• _Collected data entries_:
|---|
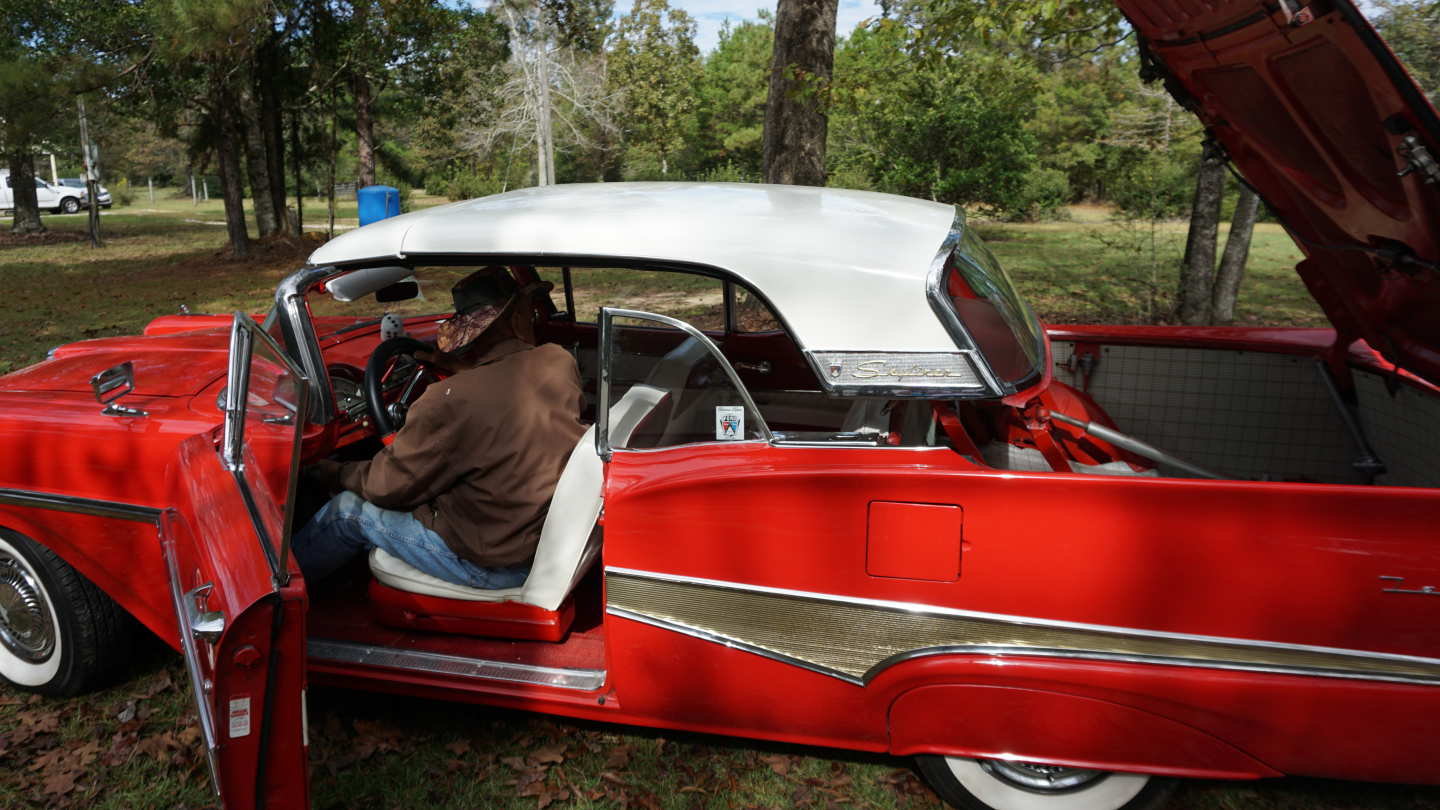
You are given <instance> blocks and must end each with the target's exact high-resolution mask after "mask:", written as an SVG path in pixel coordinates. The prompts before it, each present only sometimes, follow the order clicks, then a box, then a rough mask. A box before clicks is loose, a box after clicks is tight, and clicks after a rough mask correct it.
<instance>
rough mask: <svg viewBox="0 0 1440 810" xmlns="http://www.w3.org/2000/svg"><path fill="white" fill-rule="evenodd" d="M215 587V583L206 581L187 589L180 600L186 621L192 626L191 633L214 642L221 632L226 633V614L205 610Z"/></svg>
mask: <svg viewBox="0 0 1440 810" xmlns="http://www.w3.org/2000/svg"><path fill="white" fill-rule="evenodd" d="M213 589H215V584H213V582H206V584H204V585H200V587H197V588H193V589H190V591H187V592H186V595H184V598H183V600H181V601H180V604H181V605H184V623H186V627H189V628H190V634H192V636H194V637H196V638H203V640H204V641H209V643H212V644H213V643H215V641H216V640H217V638H219V637H220V633H225V614H223V613H220V611H217V610H204V604H206V601H209V598H210V591H213Z"/></svg>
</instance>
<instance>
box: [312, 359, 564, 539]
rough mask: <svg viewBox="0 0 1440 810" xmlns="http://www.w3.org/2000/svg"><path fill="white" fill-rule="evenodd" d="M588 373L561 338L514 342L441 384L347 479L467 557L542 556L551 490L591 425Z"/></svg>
mask: <svg viewBox="0 0 1440 810" xmlns="http://www.w3.org/2000/svg"><path fill="white" fill-rule="evenodd" d="M579 414H580V373H579V370H577V369H576V366H575V359H573V357H572V356H570V353H569V352H566V350H564V349H562V347H560V346H556V344H550V343H547V344H543V346H534V347H531V346H530V344H528V343H524V342H521V340H504V342H501V343H498V344H495V346H494V347H492V349H491V350H490V352H487V353H485V355H484V356H482V357H481V359H480V362H478V365H477V366H475V368H474V369H467V370H464V372H459V373H458V375H455V376H451V378H448V379H442V380H439V382H436V383H432V385H431V386H429V389H426V391H425V393H422V395H420V398H419V399H416V401H415V405H412V406H410V411H409V414H408V415H406V418H405V427H403V428H400V431H399V432H397V434H395V442H393V444H392V445H390V447H387V448H384V450H382V451H380V453H379V454H376V457H374V458H372V460H370V461H354V463H350V464H344V466H343V467H341V468H340V484H341V486H343V487H344V489H347V490H350V491H353V493H356V494H359V496H361V497H364V499H366V500H369V502H370V503H373V504H376V506H380V507H384V509H395V510H405V512H412V513H413V515H415V516H416V517H418V519H419V520H420V523H423V525H425V526H426V528H429V529H431V530H433V532H435V533H436V535H439V536H441V538H444V539H445V545H448V546H449V548H451V551H454V552H455V553H456V555H458V556H461V558H462V559H468V561H471V562H474V564H475V565H482V566H487V568H501V566H510V565H516V564H520V562H527V561H528V559H530V558H531V556H534V551H536V543H537V542H539V540H540V526H541V523H543V522H544V516H546V509H547V507H549V503H550V494H552V493H553V491H554V483H556V481H557V480H559V479H560V470H562V468H563V467H564V463H566V460H567V458H569V455H570V451H572V450H573V448H575V442H576V441H579V438H580V434H582V432H585V427H583V425H582V424H580V419H579Z"/></svg>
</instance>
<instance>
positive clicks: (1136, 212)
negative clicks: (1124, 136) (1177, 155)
mask: <svg viewBox="0 0 1440 810" xmlns="http://www.w3.org/2000/svg"><path fill="white" fill-rule="evenodd" d="M1194 192H1195V172H1194V160H1189V161H1185V160H1182V159H1179V157H1178V156H1176V154H1174V153H1164V151H1146V153H1140V154H1138V156H1136V157H1135V160H1132V161H1130V163H1129V164H1128V166H1125V169H1123V170H1122V172H1119V173H1117V174H1116V177H1115V179H1113V180H1112V183H1110V202H1113V203H1115V205H1116V208H1117V209H1119V212H1120V213H1122V215H1123V216H1128V218H1132V219H1139V221H1162V219H1174V218H1176V216H1184V215H1185V213H1187V212H1188V210H1189V202H1191V196H1192V195H1194Z"/></svg>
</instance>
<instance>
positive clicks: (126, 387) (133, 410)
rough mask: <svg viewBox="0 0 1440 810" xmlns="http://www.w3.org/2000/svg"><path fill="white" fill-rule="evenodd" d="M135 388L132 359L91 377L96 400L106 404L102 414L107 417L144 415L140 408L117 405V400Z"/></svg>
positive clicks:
|---|
• _PROBLEM STATEMENT_:
Show all lines above that contain "positive".

• _COMPLETED TASK_:
positive clicks: (1136, 212)
positive clicks: (126, 387) (133, 410)
positive clicks:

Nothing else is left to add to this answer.